Start of Records shown

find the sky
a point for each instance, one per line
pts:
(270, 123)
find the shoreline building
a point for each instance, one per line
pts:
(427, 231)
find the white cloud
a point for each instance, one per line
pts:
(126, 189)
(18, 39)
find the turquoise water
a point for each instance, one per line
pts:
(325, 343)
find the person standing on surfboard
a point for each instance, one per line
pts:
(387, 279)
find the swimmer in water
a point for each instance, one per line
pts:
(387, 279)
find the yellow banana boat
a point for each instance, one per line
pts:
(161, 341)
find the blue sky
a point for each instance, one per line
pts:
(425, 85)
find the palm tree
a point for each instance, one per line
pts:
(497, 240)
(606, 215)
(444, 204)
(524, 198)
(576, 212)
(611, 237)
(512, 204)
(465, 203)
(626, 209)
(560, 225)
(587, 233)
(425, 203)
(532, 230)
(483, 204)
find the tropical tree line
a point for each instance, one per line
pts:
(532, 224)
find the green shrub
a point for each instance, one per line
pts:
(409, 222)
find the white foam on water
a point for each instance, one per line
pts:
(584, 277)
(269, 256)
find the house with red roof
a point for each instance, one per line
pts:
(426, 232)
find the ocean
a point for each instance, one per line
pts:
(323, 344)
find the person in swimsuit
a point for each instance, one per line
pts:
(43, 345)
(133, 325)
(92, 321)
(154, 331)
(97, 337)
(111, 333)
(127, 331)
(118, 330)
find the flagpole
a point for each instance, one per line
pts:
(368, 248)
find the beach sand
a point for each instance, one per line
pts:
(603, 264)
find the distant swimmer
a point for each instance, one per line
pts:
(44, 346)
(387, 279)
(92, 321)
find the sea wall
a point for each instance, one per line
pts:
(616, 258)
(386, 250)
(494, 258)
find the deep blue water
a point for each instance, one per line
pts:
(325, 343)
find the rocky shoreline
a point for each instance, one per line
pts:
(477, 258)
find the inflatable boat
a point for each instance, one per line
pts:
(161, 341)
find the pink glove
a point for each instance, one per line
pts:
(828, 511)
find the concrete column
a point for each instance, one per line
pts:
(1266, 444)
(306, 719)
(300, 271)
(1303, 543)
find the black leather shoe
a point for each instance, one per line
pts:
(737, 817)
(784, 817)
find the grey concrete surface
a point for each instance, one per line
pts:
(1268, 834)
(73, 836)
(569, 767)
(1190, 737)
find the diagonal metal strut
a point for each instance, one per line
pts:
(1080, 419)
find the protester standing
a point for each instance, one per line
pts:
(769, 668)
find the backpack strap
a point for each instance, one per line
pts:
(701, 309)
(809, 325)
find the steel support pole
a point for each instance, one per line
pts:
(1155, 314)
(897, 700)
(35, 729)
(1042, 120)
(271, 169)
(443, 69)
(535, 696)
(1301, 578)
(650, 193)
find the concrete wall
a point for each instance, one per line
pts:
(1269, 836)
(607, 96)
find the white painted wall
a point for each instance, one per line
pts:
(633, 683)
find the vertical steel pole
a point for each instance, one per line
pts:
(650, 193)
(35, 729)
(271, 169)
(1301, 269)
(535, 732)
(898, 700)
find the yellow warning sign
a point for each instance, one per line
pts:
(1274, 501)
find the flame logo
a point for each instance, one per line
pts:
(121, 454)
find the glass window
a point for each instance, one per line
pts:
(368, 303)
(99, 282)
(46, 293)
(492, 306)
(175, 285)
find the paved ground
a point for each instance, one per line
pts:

End of Records shown

[The task]: Identify each line of the material where the word "yellow" shows up, and copy it.

[Finished exercise]:
find the yellow banana boat
find the yellow warning sign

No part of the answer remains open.